▶ Given task
Give back all the data exactly, line by line.

▶ Record set
++++
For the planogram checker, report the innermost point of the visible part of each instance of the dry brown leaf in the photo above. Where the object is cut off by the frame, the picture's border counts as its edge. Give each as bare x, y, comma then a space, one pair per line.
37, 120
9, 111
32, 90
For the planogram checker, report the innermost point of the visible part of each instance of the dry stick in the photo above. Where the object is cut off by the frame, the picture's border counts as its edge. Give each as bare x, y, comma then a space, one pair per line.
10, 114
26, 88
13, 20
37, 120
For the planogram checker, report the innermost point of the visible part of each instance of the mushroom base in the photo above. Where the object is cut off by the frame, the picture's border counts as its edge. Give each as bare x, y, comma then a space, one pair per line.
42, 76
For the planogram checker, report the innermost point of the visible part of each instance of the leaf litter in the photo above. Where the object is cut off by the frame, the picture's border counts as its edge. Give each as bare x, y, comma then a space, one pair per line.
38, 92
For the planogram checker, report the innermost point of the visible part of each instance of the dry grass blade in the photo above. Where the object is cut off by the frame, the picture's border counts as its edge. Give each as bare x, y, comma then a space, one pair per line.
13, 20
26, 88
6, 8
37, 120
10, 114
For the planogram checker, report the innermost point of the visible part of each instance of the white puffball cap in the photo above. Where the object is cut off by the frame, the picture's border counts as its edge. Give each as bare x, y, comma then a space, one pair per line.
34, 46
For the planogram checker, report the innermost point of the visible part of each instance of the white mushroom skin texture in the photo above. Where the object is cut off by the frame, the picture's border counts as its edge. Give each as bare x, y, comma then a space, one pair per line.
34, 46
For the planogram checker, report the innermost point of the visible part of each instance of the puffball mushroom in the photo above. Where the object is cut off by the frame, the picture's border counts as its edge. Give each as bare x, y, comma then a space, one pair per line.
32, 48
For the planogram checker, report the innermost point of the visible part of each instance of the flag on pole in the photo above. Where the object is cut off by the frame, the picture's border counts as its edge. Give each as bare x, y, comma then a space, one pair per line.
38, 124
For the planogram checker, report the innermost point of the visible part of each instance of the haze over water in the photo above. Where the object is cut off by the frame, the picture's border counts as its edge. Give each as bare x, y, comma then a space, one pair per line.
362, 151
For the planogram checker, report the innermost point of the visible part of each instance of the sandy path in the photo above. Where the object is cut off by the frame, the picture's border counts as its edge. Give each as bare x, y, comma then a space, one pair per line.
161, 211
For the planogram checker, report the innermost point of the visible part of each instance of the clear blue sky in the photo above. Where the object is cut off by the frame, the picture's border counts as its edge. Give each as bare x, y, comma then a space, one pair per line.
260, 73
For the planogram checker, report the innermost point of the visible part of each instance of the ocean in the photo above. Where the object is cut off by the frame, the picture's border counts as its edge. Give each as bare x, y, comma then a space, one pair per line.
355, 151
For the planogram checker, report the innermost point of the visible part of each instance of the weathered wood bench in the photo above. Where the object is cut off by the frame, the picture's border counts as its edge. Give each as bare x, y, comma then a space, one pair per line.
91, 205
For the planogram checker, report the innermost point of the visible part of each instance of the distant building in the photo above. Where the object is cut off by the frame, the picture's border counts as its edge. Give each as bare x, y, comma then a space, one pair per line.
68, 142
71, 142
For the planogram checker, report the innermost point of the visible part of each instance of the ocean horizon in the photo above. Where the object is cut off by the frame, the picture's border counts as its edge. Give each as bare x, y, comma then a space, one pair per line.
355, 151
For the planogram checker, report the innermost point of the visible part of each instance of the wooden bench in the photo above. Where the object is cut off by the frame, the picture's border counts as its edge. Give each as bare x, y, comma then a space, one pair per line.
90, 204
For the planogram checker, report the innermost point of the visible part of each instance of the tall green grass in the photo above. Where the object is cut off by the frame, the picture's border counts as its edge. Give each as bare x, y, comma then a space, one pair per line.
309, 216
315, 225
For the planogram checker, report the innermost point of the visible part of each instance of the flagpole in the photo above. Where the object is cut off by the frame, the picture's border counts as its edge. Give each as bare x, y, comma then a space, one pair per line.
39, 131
++++
▶ Output for this exercise
For the planogram checker, report the innermost point of the visible part of each instance of the dry brown leaf in the photo above. Where the object is cut off by the frame, the picture's border counts as its edge. Give each as bare x, y, comma then a space, one pair per line.
37, 120
9, 111
32, 90
For the planogram checker, report the innermost point of the visible part of each instance of the dry stick in the photo above. Where the object is cut off by the frame, the picture's border counts as its edge. Give each as bare x, y, comma then a space, one pair per line.
10, 114
26, 88
13, 20
37, 120
For the planogram checker, report the innermost point of the visible part of each instance of the mushroom base in the photo above. Where the object is cut off by the frame, the picture's border counts as its edge. Give each as bare x, y, comma then a space, one pair per line.
42, 76
For the planogram checker, report the innermost point of the visible part of each instance of the leaf litter in the photo above. Where the object is cut off by the frame, the picture's border counts as its edge. Give each as bare x, y, comma then a space, one pair per line.
38, 92
For the planogram checker, report the innermost point of the visible part of each instance of the dry grass blade in the photo above. Where the object is cut off by the frame, the picture's border counts as its edge. Give each as bare x, y, comma then a space, one pair per line.
13, 20
26, 88
6, 8
37, 120
10, 114
For the planogram checker, report the innermost point of the visible part of each instance of the white puffball cap in the photo above. Where the object is cut off by the frame, the picture's border counts as its edge. Give each as bare x, y, comma then a space, one pair per line.
34, 46
For the planogram checker, report the innermost point of the visible part of each instance of the white mushroom skin texture in the photo above. Where the object is cut off by the frame, the picture's border counts as its edge. Give each as bare x, y, comma then a space, one pair per line.
34, 46
For the planogram checker, report the innermost point of the visible part of each instance of the puffball mushroom in the photo above. Where the object is cut off by the frame, the picture's border counts as its edge. Give each as bare x, y, comma then a space, one pair per line.
32, 48
For the planogram checker, report the innermost point of the visible part of each instance of the flag on pole in the photo above. Where the object is cut off by the frame, the picture's border counts as its edge. Give each as bare x, y, comma then a space, one pair per line.
38, 124
For the planogram checker, report the innermost point of the visible part of each instance of the haze over water in the photo above. Where the object is cut off by the frame, the picture's border counts as its edge. Give each as bare x, y, comma then a space, one pair per line.
362, 151
For the planogram checker, report the innermost point of the visible part of each instance of the sandy path in the photo above. Where the object is cut off by the frame, the picture's border counts as its edge. Give each as bare x, y, comma then a space, one pair per line.
161, 211
For the planogram checker, report the innermost point of the visible part of each instance of the clear blue sky in the photo above. Where the object is cut off by the frame, the picture's border counts as its edge. Give each as bare x, y, comma then a space, one pair per line.
260, 73
For the planogram checker, report the innermost point of the visible part of each instance of the ocean in the photo above. Where the object is cut off by the frame, the picture's border counts as its edge. Give each as bare x, y, comma then a space, one pair per line.
355, 151
For the planogram checker, report the innermost point of the visible part of each instance of the weathered wood bench in the photo above. Where the object is cut off by the frame, the picture's border counts as its edge. Give each as bare x, y, comma then a space, one pair per line.
91, 205
For the planogram checker, report the innermost point of the visible part of each instance of the distant building in the photo above. Where the object is cut off by the frame, the picture's border counts as its edge. Give each as bare x, y, comma then a space, one pair per line.
68, 142
71, 142
For the planogram checker, report the innermost point of the visible part of each instance of the ocean horizon in the photo above. Where the object is cut off by the frame, the picture's border counts as its edge. Give each as bare x, y, comma then a space, one pair per line.
355, 151
For the planogram checker, report the innermost point of the visible part of each instance of the wooden bench in the photo above. Where the object is cut off by the frame, the picture's border counts as its edge. Give each as bare x, y, comma then a space, one pair per line.
90, 204
For the planogram checker, report the innermost point of the visible part of each instance of the tall green grass in the photo above. Where the object is cut off by the frame, the picture's border counts as its edge. Give each as bare x, y, comma then a space, one pair per line.
309, 216
315, 225
For the planogram checker, report the innermost point of the visible part of each instance of the flagpole in the photo above. Where the object is cut off by the frame, the picture's border counts as its edge. Give each as bare x, y, comma then a space, one pair per line.
39, 131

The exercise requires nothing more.